Goal: Return the Pace Wu profile below word for word, in full, without any changes.

Extract to read:
============================================================

- Born: 4 October 1978 (age 47) Taiwan
- Occupations: Model; actress; singer;

Chinese name
- Traditional Chinese: 吳佩慈
- Simplified Chinese: 吴佩慈

Standard Mandarin
- Hanyu Pinyin: Wú Pèicí
- Musical career
- Origin: Taiwan
- Label: Huayi Brothers

= Pace Wu =

Taiwanese model, actress, and singer

Pace Wu (吳佩慈 (Wú Pèicí); born 4 October 1978) is a Taiwanese former model, actress, and singer.

== Biography ==

After transferring to Taipei Hwa Kang Arts School, Wu befriended classmates Barbie Hsu, Dee Hsu, and Aya Liu. She made her debut in 1998 as a member of the girl group “Girl Specimens,” along with Yuki Hsu, Angelica Lee, and Cheer Chen, under Rock Records, releasing one compilation album before disbanding. She then pursued a solo career spanning advertising, film, television, music, and hosting.

============================================================

Data segment:

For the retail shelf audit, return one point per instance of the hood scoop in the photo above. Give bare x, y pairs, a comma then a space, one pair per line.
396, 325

============================================================

Final answer:
- Born: 4 October 1978 (age 47) Taiwan
- Occupations: Model; actress; singer;

Chinese name
- Traditional Chinese: 吳佩慈
- Simplified Chinese: 吴佩慈

Standard Mandarin
- Hanyu Pinyin: Wú Pèicí
- Musical career
- Origin: Taiwan
- Label: Huayi Brothers

= Pace Wu =

Taiwanese model, actress, and singer

Pace Wu (吳佩慈 (Wú Pèicí); born 4 October 1978) is a Taiwanese former model, actress, and singer.

== Biography ==

After transferring to Taipei Hwa Kang Arts School, Wu befriended classmates Barbie Hsu, Dee Hsu, and Aya Liu. She made her debut in 1998 as a member of the girl group “Girl Specimens,” along with Yuki Hsu, Angelica Lee, and Cheer Chen, under Rock Records, releasing one compilation album before disbanding. She then pursued a solo career spanning advertising, film, television, music, and hosting.